- [DOCUMENT TEXT]:
+---+
# Building a $3600.00 system. Need Help.



## UZI4U (Mar 6, 2010)

Hello and thanks in advance for any help you provide to me.

I would like to put 12 gigs of the ram in the motherboard mentioned below. Is there anything I need to know to get the ram to run at 2000 at stock settings on a brand new build. I read somewhere that if you fill all 6 slots issues can arise. I didn’t have any intentions on over clocking anything for right now. I don’t know if this matters or not but I will post all the components I am going to purchase just in case someone see a conflict between parts i have chosen.

Thank You

UZI

Ram
G.SKILL Trident 6GB (3 x 2GB) 240-Pin DDR3 SDRAM DDR3 2000 (PC3 16000) Triple Channel Kit Desktop Memory Model F3-16000CL9T-6GBTD - Retail 

http://www.newegg.com/Product/Product.aspx?Item=N82E16820231254



Motherboard
ASUS P6T Deluxe V2 LGA 1366 Intel X58 ATX Intel Motherboard – Retail
http://www.newegg.com/Product/Product.aspx?Item=N82E16813131365

Processor
Intel Core i7-930 2.8GHz 8MB L3 Cache LGA 1366 Quad-Core Desktop Processor – Retail
http://www.newegg.com/Product/Product.aspx?Item=N82E16819115225


All parts:

Secondary HD
Western Digital Caviar Black 2TB 3.5" SATA 3.0Gb/s Internal Hard Drive -Bare Drive
http://www.newegg.com/Product/Product.aspx?item=N82E16822136456

Main Drive
Western Digital Caviar Black WD1001FALS 1TB 7200 RPM 32MB Cache SATA 3.0Gb/s 3.5" Internal Hard Drive -Bare Drive 
http://www.newegg.com/Product/Product.aspx?Item=N82E16822136284

Case
XCLIO 2000 Black &Titanium Finish Extreme Cooling Computer Case
http://www.newegg.com/Product/Product.aspx?item=N82E16811103028

2 Graphic Cards
BFG Tech GeForce GTX 285 BFGEGTX2851024OCE Video Card
http://www.newegg.com/Product/Product.aspx?item=N82E16814143168

Power Supply
Antec TruePower Quattro Series TPQ-1200 1200W Continuous Power Power Supply
http://www.newegg.com/Product/Product.aspx?item=N82E16817371032

Monitor
ASUS MT276HE Black 27" 2ms(GTG) Widescreen LCD Monitor 
http://www.newegg.com/Product/Product.aspx?item=N82E16824236080

Operating system
Microsoft Windows 7 Ultimate 64-bit 1-Pack for System Builders
http://www.newegg.com/Product/Product.aspx?item=N82E16832116762

Card reader
Koutech IO-RCM621 3.5" USB 2.0 Front Panel Multi-format Card Reader – Retail
http://www.newegg.com/Product/Product.aspx?item=N82E16820162024

Razer Mouse
RAZER Imperator Black Wired Laser Ergonomic Gaming Mouse
http://www.newegg.com/Product/Product.aspx?item=N82E16826153057

Power supply is at bottom so just in case I need more length I will purchase this
Athena Power 10 " Extension & Conversion Four-In-One
http://www.newegg.com/Product/Product.aspx?item=N82E16812198023


----------



## ebackhus (Apr 21, 2005)
+---+
- [INFORMATION SHOWN]:
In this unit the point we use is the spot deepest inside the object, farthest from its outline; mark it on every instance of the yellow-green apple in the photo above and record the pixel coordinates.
+---+
- [PROBLEM DETAILS]:
Using the build thread, decide whether each statement agrees with it, answering yes or no and quoting the deciding words: 1. The poster plans to overclock parts right away. 2. The chosen processor has four cores. 3. The power supply sits at the bottom of the case. The listing has no connection to the build thread.

- [TASK SOLUTION]:
1. No: "I didn’t have any intentions on over clocking anything for right now."
2. Yes: "Quad-Core Desktop Processor"
3. Yes: "Power supply is at bottom"